[INPUT MATERIAL]
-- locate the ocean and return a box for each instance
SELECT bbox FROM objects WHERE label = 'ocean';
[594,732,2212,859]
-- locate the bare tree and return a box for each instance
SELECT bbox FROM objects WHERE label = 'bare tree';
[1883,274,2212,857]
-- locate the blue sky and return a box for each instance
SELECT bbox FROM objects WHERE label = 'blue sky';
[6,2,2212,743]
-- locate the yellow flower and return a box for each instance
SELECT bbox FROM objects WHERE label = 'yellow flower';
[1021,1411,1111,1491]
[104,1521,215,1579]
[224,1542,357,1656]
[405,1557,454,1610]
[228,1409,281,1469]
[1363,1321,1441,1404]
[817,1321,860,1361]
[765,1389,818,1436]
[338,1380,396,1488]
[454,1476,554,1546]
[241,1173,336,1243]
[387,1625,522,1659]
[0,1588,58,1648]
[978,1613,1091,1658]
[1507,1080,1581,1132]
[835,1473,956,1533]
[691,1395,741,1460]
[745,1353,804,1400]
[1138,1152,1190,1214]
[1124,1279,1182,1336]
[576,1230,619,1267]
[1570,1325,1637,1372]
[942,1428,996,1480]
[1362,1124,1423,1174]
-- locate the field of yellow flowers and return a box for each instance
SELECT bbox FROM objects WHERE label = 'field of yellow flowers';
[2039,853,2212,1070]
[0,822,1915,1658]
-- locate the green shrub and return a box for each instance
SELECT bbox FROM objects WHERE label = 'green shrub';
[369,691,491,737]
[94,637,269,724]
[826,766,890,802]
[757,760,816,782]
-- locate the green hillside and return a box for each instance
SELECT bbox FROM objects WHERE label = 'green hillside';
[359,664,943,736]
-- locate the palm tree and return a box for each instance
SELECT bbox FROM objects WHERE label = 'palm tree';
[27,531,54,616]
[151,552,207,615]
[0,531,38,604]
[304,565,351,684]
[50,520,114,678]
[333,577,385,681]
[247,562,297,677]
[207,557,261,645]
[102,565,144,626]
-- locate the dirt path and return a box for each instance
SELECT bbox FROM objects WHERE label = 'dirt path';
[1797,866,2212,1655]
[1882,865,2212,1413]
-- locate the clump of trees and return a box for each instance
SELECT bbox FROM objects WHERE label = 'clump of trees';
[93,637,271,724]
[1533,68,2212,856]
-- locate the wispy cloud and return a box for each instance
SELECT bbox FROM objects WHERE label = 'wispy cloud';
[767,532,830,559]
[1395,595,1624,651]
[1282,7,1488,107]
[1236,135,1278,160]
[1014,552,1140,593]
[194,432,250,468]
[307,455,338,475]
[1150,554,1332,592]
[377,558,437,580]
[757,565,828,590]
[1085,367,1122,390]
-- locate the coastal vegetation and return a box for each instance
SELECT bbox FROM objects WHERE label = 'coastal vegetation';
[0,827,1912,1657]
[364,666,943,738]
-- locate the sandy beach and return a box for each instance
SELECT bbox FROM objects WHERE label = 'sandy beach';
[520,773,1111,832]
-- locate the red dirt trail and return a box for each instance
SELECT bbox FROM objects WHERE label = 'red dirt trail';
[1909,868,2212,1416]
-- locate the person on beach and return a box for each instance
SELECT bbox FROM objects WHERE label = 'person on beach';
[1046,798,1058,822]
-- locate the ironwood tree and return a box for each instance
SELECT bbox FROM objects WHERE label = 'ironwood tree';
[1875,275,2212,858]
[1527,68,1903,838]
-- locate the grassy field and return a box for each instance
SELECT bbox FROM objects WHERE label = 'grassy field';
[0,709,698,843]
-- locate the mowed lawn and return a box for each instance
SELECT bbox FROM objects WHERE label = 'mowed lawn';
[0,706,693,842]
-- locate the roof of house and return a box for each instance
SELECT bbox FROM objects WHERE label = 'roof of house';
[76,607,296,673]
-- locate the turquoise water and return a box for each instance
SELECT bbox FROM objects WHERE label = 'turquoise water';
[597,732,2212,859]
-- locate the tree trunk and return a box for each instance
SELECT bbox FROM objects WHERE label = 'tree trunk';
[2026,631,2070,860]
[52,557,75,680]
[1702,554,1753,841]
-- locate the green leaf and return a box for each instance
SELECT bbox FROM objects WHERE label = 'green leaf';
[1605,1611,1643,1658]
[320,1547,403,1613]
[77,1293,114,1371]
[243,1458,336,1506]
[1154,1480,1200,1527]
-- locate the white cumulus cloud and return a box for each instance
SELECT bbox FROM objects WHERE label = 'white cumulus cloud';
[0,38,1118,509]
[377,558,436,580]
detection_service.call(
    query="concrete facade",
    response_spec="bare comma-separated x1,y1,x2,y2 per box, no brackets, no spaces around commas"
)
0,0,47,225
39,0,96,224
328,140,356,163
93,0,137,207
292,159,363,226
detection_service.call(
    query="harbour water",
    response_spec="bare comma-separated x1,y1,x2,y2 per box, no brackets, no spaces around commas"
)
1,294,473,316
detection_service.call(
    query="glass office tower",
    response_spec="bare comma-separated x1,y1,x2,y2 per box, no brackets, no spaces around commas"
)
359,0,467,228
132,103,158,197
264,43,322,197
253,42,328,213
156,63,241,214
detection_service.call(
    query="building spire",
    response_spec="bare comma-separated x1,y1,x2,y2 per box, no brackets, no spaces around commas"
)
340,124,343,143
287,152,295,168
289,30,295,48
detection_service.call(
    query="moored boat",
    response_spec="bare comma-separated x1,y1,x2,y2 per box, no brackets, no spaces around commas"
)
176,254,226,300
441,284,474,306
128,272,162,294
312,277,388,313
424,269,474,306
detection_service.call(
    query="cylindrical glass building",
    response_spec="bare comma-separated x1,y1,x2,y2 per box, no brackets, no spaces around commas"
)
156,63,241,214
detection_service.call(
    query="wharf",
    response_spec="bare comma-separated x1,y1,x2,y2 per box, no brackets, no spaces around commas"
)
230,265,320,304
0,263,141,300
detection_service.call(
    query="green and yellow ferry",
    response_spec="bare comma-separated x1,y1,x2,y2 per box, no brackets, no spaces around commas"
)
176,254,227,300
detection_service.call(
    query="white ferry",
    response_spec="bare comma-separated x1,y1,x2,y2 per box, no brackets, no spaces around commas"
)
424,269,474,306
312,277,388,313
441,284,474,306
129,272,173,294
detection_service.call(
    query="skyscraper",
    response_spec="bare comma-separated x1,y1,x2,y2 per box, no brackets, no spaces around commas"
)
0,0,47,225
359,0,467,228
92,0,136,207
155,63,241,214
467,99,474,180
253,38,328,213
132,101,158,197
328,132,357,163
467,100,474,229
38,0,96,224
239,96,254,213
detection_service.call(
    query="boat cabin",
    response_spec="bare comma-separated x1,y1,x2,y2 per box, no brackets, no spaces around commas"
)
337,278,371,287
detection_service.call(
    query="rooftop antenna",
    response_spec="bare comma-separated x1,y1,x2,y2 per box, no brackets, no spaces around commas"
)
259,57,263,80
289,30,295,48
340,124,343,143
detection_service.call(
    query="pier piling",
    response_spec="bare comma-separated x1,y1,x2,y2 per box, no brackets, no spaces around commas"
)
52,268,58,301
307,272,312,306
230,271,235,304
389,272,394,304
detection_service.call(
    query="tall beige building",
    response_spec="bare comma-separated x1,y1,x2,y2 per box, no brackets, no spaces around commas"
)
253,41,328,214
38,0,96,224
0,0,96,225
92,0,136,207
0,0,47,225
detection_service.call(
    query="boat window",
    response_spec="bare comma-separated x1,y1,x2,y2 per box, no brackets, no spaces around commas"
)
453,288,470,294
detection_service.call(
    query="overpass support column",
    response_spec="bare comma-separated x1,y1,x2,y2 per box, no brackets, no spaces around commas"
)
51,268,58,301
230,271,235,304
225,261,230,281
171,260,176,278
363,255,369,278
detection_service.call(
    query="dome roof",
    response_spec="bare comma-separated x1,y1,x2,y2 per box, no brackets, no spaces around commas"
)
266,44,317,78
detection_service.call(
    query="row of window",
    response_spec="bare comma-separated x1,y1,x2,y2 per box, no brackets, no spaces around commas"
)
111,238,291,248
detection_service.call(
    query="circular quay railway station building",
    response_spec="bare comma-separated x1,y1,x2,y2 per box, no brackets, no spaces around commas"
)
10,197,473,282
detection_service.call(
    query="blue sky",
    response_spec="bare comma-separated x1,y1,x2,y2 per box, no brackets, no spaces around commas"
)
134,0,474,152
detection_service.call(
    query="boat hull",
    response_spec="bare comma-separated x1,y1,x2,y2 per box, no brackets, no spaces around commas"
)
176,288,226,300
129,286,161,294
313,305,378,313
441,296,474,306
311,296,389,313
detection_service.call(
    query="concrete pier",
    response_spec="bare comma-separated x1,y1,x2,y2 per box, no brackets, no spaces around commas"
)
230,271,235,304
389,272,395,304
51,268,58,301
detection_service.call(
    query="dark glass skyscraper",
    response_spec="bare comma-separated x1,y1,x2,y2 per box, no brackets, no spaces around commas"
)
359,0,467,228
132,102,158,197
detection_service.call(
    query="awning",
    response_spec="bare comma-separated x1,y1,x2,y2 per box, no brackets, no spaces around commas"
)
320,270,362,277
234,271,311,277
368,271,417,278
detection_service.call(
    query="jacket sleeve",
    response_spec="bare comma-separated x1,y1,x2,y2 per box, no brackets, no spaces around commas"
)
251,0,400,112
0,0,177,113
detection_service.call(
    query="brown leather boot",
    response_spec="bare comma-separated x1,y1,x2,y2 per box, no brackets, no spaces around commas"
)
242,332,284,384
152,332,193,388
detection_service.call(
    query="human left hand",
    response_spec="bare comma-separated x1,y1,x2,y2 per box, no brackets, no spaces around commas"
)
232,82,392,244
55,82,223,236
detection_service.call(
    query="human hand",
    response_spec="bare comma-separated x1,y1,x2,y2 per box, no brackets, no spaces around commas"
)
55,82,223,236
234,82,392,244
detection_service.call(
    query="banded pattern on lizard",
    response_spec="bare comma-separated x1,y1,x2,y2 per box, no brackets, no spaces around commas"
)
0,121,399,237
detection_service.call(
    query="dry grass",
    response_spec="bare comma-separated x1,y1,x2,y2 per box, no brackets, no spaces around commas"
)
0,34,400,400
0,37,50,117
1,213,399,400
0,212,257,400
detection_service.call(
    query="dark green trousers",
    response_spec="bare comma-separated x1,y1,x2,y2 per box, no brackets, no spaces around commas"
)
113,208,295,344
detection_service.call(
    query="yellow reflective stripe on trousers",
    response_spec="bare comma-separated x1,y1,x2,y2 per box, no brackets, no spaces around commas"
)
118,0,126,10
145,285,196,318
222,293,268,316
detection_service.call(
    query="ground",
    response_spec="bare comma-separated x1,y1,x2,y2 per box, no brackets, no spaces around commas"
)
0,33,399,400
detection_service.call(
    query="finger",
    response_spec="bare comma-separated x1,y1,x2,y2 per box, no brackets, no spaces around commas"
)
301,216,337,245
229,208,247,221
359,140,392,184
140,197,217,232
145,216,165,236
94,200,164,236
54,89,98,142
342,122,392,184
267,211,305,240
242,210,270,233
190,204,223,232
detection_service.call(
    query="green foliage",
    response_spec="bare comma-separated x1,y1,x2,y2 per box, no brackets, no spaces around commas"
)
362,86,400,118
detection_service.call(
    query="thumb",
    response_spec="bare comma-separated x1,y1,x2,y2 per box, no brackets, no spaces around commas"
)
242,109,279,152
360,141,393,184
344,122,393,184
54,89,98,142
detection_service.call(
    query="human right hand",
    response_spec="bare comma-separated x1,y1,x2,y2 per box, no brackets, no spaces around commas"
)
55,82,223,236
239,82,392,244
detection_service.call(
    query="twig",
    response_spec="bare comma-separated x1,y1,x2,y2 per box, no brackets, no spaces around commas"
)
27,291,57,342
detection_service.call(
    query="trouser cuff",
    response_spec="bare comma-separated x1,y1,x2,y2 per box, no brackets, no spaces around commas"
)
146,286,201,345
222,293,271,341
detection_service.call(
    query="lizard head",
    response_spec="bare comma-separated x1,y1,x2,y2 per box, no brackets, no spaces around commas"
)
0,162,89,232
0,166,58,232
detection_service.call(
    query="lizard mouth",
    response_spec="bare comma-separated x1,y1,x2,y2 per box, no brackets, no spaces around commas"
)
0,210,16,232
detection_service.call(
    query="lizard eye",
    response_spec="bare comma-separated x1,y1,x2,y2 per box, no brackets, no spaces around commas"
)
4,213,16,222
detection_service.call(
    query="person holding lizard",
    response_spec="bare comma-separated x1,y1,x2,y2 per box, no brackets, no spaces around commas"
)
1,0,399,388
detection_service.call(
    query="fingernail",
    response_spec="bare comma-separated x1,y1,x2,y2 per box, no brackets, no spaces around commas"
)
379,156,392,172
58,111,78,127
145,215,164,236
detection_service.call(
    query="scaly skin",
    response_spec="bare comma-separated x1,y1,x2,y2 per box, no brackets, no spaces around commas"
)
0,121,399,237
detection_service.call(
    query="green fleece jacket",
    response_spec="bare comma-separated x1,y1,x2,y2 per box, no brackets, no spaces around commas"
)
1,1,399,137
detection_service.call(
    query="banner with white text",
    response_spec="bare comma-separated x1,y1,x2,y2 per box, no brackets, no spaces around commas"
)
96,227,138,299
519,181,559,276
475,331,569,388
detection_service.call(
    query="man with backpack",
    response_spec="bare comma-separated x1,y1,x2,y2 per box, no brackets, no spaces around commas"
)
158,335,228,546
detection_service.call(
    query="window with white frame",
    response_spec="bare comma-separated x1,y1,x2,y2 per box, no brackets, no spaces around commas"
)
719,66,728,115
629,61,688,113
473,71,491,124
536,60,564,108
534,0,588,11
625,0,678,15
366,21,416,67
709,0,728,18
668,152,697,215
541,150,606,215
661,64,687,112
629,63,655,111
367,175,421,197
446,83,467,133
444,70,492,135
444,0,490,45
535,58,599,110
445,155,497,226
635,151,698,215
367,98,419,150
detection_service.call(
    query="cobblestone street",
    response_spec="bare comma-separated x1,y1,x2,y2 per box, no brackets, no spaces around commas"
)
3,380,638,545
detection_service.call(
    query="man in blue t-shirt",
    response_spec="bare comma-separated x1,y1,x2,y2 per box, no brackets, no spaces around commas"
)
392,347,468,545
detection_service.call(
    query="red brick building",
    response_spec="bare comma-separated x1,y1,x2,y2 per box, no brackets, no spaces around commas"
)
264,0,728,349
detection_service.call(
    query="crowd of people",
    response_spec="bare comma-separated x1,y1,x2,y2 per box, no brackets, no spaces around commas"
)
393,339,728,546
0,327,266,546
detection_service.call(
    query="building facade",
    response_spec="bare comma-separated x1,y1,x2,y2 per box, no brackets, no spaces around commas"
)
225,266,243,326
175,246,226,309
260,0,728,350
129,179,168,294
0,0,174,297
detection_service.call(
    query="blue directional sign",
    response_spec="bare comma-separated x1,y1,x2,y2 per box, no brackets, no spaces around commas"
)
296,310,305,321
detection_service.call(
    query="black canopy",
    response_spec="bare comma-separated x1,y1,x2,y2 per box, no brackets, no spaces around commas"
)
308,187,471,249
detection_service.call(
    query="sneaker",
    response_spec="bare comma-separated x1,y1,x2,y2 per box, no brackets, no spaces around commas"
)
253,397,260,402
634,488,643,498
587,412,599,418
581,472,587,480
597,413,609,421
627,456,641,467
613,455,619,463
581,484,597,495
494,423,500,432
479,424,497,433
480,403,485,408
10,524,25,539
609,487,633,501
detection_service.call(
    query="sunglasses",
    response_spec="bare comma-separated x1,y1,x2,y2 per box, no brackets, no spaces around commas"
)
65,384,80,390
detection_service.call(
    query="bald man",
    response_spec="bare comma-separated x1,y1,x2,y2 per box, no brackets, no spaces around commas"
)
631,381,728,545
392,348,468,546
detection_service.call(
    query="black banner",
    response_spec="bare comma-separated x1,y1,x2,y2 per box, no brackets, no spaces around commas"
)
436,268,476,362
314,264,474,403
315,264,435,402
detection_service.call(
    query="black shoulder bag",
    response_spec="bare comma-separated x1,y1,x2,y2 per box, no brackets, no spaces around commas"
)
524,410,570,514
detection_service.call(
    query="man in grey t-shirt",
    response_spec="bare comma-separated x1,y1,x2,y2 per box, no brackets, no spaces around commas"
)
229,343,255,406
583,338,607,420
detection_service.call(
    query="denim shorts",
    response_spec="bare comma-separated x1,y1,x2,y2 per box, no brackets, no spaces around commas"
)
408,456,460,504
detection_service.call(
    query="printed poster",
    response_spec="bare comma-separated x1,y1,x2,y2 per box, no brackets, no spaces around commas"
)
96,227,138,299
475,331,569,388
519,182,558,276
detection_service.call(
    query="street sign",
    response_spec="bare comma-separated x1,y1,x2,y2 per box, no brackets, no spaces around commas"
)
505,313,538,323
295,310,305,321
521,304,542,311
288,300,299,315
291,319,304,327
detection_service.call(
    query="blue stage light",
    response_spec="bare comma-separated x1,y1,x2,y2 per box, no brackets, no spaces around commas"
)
[/INPUT MATERIAL]
WORK INSTRUCTIONS
Find and copy each line of the data where "ferry" is present.

FINISHED TASK
    query="green and yellow ferry",
    query="white ferry",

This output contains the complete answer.